Texte présenté >>
Encycloplegeek : Godzilla
Par : 6 PATRICK FAIVRE
1ère publication le 23/10/17- MAJ le 13/10/18
Cet article portera sur la longue et (parfois) fructueuse carrière de Godzilla, le roi des monstres, sur les écrans Nippons.
Discussion entre le rédacteur en chef de ce blog et votre aimable serviteur :
-Moi : Hey Bruce j’ai une super idée d’article : détailler la filmographie de Godzilla !
-Bruce (ayant tout les peines à cacher son enthousiasme-Ndr) : Euh t’es sûr ? Tu sais en France tout le monde s’en fout du monstre Nippon !
-Moi : Oui il est vrai que très peu de films sont sortis en France ! Le premier de 1954 n’est d’ailleurs sorti qu’en version Américaine totalement remontée ! Autant dire que si son nom est familier, la plupart des spectateurs de l’hexagone ont fait connaissance avec le Roi des monstres via les films Américains et surtout la redoutable version de Roland Emmerich en 1998 ! Pas étonnant dès lors que la plupart des gens se contrefoutent du Big G et l’assimilent à un quelconque dinosaure tout droit sorti de Jurassic Park ! Mais justement nous avons là une mission culturelle à remplir pour changer cela !
-Bruce (résigné mais fidèle en amitié-Ndr): Bon et bien ok et bonne chance à toi !
La filmographie de Godzilla s’étalant sur 30 films, je ne me livrerai ici qu’à une critique sélective (et totalement subjective je l’avoue, les fans me pardonneront s’ils n’approuvent pas mes choix) des films que j’ai trouvé les plus mémorables – en positif comme en négatif.
Pour plus de clarté je vais diviser les films en 4 périodes distinctes :
1/ Hiroshima mon amour (1954-1975 : 15 films)
Lors de l’été 1945, les forces de l’Axe ont perdu la guerre, l’Allemagne et l’Italie ont déjà capitulés. Seul le Japon résiste. Il souhaite terminer cette guerre mais pas aux conditions des Américains. Le Japon fait fi de l’ultimatum de l’oncle Sam et à sa grande surprise subit une explosion atomique sur la ville de Hiroshima, le 6 aout 1945 ! Trois jours plus tard c’est Nagasaki qui est à son tour bombardée. L’empereur se voit finalement contraint de se plier aux conditions des Américains.
Le traumatisme dans la population est immense.
« A la fin, les Japonais avaient combattu avec toute leur âme, mais c’est la technologie moderne qui les a vaincu, c’était un sentiment très fort à l’époque » comme le déclarera Akira Ifukube, le compositeur de la musique de Godzilla.

Lignes fournies >>
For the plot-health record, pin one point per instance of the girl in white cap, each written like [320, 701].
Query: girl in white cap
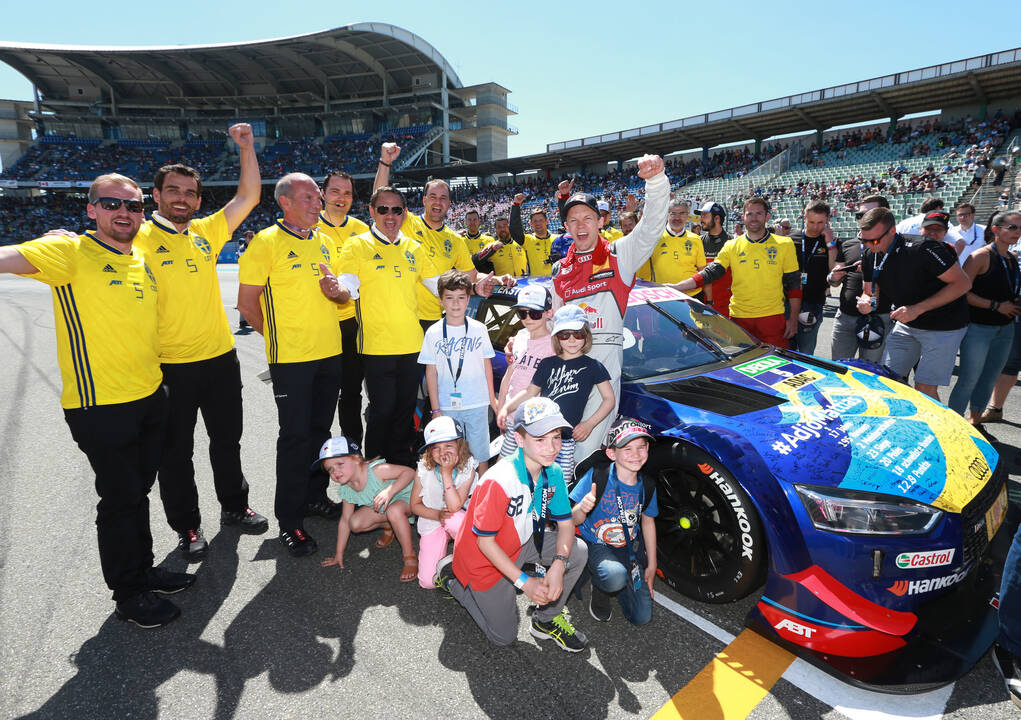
[445, 477]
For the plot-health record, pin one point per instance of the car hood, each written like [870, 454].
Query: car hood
[852, 429]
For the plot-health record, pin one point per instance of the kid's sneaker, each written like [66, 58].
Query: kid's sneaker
[561, 630]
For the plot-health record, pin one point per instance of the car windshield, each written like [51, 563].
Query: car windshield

Objectif 1 >> Pour chacune des affirmations (a), (b) et (c), indiquez si elle concorde avec le texte sur Godzilla. Répondez par oui ou par non et citez mot pour mot le passage du texte qui tranche. (a) La filmographie de Godzilla compte 30 films. (b) Le premier film, celui de 1954, est sorti en France dans sa version japonaise d'origine. (c) Akira Ifukube a composé la musique de Godzilla.
Objectif 2 >> Veuillez reproduire à l'identique le passage du texte sur Godzilla qui commence par « La filmographie de Godzilla s’étalant » et se poursuit jusqu'à « (1954-1975 : 15 films) ».
Objectif 3 >> Reprenez le texte sur Godzilla là où il s'arrête et poursuivez-en la rédaction.
Les lignes proviennent d'une autre source que le texte sur Godzilla.

Réponse attendue 1 >>
(a) Oui : « La filmographie de Godzilla s’étalant sur 30 films »
(b) Non : « Le premier de 1954 n’est d’ailleurs sorti qu’en version Américaine totalement remontée ! »
(c) Oui : « Akira Ifukube, le compositeur de la musique de Godzilla »

Réponse attendue 2 >>
La filmographie de Godzilla s’étalant sur 30 films, je ne me livrerai ici qu’à une critique sélective (et totalement subjective je l’avoue, les fans me pardonneront s’ils n’approuvent pas mes choix) des films que j’ai trouvé les plus mémorables – en positif comme en négatif.
Pour plus de clarté je vais diviser les films en 4 périodes distinctes :
1/ Hiroshima mon amour (1954-1975 : 15 films)

Réponse attendue 3 >>
Ishiro Honda est l’un des nombreux prisonniers de guerre qui regagne son pays après la capitulation. Il constate en chemin l’ampleur des dégâts causés à Hiroshima. Cinéaste dans le civil, il saisit l’opportunité que lui offre le producteur Tomoyuki Tanaka d’exprimer sa désolation à travers la création d’un film de monstre, enfant de l’atome. Il sera autant inspiré par le film Le monstre des temps perdus d’Eugène Lourié (The Beast from 20,000 Fathoms en VO) que par le King Kong de 1933. Avec un budget confortable le film sort finalement en novembre 1954.
1954 : Godzilla (Gojira) de Ishirô Honda
Initialement le monstre devait être un croisement entre un gorille (Gorira en nippon) et une baleine (Kujira), d’où son nom en VO : Gojira. Au final l’idée sera ne pas conservée et le monstre ressemblera d’avantage à un dinosaure. Le nom sera néanmoins adopté.
De même le souhait initial de la production était de réaliser le film en Stop Motion (cher à Ray Harryhausen) mais une fois de plus, pour des raisons de budget autant que de timing, le procédé est abandonné. Le choix du réalisateur se portera finalement sur un monstre en costumes évoluant dans un décor à l’échelle.
Le résultat aurait pu être désastreux mais le noir et blanc sert parfaitement les trucages. Les images très contrastées, tout en clair-obscur, permettent moins facilement de discerner le faux du vrai !
De nombreuses scènes font ouvertement référence à la seconde guerre mondiale : la destruction systématique, les familles décimées, les villes dévastées… 9 ans après la première bombe H les plaies sont tout sauf refermées et le film l’exprime parfaitement. Le long métrage est un franc succès auprès du public et il lancera la mode des Kaiju Eiga : les films de monstres !
Le film commence par une disparition mystérieuse de bateaux et par un village dévasté par une force inconnue ! La vérité ne tarde pas à se faire jour : le responsable est une créature du jurassique qui a survécu dans une grotte sous-marine, Godzilla ! Des essais nucléaires ont réveillé et libéré la bête. Cette dernière ayant absorbé moult résidus nucléaires a vu sa puissance décuplée.
Le monstre ne tarde pas à se manifester à nouveau et à attaquer Tokyo !
L’armée est impuissante, seul un scientifique, Daisuke Serizawa, semble avoir mis au point une arme susceptible de détruire le monstre « Le destructeur d’oxygène ». Ce dernier redoutant que sa bombe soit utilisée à de mauvaises fins (et fassent plus de mort que la bombe H) refuse de l’utiliser…
Bien que totalement dépassé au niveau effets spéciaux, le film a cependant gardé tout son impact et sa noirceur 60 ans plus tard ! Un classique du cinéma fantastique et du cinéma tout court !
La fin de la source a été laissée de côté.